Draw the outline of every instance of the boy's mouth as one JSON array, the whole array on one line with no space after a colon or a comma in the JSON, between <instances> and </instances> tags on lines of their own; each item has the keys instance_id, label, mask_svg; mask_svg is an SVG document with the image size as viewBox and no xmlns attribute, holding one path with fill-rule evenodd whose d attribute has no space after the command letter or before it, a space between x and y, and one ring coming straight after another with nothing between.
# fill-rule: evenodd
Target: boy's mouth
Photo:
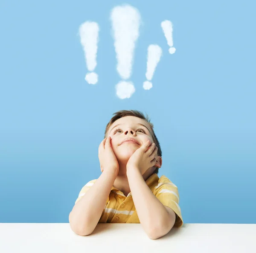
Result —
<instances>
[{"instance_id":1,"label":"boy's mouth","mask_svg":"<svg viewBox=\"0 0 256 253\"><path fill-rule=\"evenodd\" d=\"M127 138L126 139L125 139L123 141L120 143L120 145L122 145L122 143L125 142L133 142L135 143L138 145L140 145L140 143L134 138Z\"/></svg>"}]
</instances>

§ §

Stated problem — Count the lines in the items above that contain the string "viewBox", and reply with only that number.

Response — 2